Extrait source:

---+---

Orwell – Ignorance is Strength

Après une première saison en 5 épisodes amplement réussie, Orwell revient avec une seconde saison sous-titrée « ignorance is strength » (« l’ignorance, c’est la force », un des slogans de l’ANGSOC dans 1984, de George Orwell). Que nous propose Osmotic Studios cette fois-ci ?

  • Ce test sera mis à jour à chaque sortie d’un nouvel épisode.

Episode 1 : Thesis

D’abord un petit rappel : Orwell est un système de surveillance et d’agrégation de données, inspiré par l’auteur visionnaire de 1984 autant que par l’essor du big data, utilisé par le gouvernement pour garantir la sécurité de la population de The Nation (la nation fictive mise en scène par le jeu). Cette nouvelle saison fait intervenir un nouvel enquêteur, laissant donc la possibilité pour les néophytes de découvrir l’univers d’Orwell même s’ils n’ont pas joué à la saison 1 ; il rateront quelques références mais ne seront nullement gênés (notons toutefois que ceux qui ont joué à la saison 1 peuvent lier une sauvegarde à leur partie… si les conséquences ne sont pas visibles dans ce premier épisode, il y a fort à parier pour qu’à terme cela puisse avoir un impact sous forme de bonus).

---+---

Lignes répertoriées:
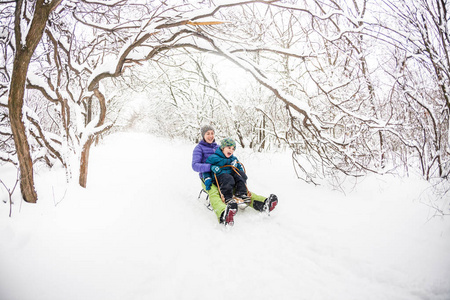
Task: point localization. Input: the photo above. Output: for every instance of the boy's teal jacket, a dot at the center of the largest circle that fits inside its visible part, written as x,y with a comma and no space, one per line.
219,159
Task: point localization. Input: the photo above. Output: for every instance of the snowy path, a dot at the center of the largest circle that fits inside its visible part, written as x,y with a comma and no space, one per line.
138,232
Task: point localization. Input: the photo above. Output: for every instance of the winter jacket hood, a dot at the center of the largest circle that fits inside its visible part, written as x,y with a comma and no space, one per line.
201,152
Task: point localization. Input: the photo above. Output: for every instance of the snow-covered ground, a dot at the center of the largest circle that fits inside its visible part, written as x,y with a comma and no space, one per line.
139,232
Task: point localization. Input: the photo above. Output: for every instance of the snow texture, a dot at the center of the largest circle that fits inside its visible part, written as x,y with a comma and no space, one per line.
138,232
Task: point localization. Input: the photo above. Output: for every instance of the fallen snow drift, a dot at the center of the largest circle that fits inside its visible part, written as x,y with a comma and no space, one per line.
138,232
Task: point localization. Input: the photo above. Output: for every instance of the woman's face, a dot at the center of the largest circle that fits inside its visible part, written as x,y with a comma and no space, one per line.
209,136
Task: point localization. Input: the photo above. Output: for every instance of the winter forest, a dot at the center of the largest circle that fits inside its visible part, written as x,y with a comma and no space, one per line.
101,104
350,87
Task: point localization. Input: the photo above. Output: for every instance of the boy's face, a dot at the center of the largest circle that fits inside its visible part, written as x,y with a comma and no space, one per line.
228,151
209,136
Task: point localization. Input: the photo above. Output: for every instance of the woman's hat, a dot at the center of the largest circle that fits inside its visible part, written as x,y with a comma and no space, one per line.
205,129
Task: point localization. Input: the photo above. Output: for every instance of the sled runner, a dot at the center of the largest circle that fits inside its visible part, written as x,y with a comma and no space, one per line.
204,198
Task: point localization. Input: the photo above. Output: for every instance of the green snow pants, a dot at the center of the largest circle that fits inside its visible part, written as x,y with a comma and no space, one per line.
219,207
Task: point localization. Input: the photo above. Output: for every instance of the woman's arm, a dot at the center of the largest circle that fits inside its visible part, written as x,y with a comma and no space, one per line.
197,164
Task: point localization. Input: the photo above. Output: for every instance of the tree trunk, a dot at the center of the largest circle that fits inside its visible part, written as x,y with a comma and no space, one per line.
25,46
84,163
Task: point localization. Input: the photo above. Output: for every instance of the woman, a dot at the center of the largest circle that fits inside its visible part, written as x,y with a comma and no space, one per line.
224,212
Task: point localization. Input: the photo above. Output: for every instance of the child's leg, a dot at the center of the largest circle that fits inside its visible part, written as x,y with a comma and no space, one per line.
241,188
257,201
215,200
226,185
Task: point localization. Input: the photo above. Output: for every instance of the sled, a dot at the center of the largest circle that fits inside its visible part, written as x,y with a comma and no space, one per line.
204,198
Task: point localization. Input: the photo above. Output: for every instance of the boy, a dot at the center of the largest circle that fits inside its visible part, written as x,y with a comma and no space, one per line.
228,178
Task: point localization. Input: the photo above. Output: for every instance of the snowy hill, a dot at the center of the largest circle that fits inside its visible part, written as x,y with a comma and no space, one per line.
138,232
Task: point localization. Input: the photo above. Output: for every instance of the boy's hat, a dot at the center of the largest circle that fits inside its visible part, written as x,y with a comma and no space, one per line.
228,142
205,129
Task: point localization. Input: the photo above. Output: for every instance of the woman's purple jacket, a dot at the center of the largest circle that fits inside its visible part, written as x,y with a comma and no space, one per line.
201,152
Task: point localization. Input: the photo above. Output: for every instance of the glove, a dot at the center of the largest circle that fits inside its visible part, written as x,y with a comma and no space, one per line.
208,183
216,169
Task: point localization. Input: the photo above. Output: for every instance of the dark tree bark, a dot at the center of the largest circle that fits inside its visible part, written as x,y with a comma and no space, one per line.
25,47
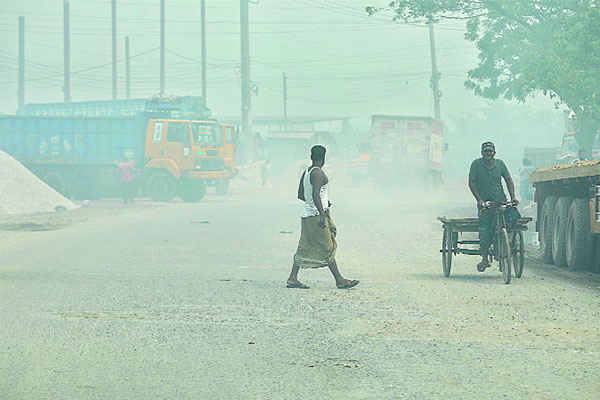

---+---

Tâche demandée 1: Exprimez sous forme de liste JSON de chaînes, à raison d'une chaîne par ligne et sans lignes vides, le passage des lignes allant de celle qui contient « of the dark » jusqu'à la fin des lignes. Laissez les images de côté.
Tâche demandée 2: Rédigez la suite du test consacré au jeu Orwell en partant de sa dernière phrase.
Ces lignes n'ont aucun lien avec le test consacré au jeu Orwell.

Résultat 1:
[
  "Task: point localization. Input: the photo above. Output: for every instance of the dark tree bark, a dot at the center of the largest circle that fits inside its visible part, written as x,y with a comma and no space, one per line.",
  "25,47"
]

Résultat 2:
Cet épisode débute par une sélection : un questionnaire à remplir doit déterminer la bonne attitude du joueur, et confirmer son assignation à Orwell. La première question est déjà intéressante : il est possible de signaler que l’on souhaite protéger sa nation, faire partie du programme pionnier technologique Orwell, voire de dire tout simplement qu’on est là pour l’argent et qu’on aime espionner les gens. La seconde question présente 4 photos de personnes (un homme asiatique, une femme noire, une femme voilée et un homme blanc), et il s’agit de déterminer laquelle est la plus susceptible de commettre un crime. Malaise : une réponse est obligatoire. Que cherche à sélectionner la machine ? Le procédé est habile pour impliquer le joueur, et le plonger d’emblée dans un certain état d’esprit qui lui permettra d’envisager Orwell comme l’outil sensible qu’il est. Il est cependant regrettable de constater que les réponses aux questions ne semblent avoir de conséquence que psychologique (ce qui reste remarquable, le conditionnement du joueur étant un excellent moyen de garantir une bonne expérience de jeu), l’issue du questionnaire ne variant pas vraiment selon les choix effectués.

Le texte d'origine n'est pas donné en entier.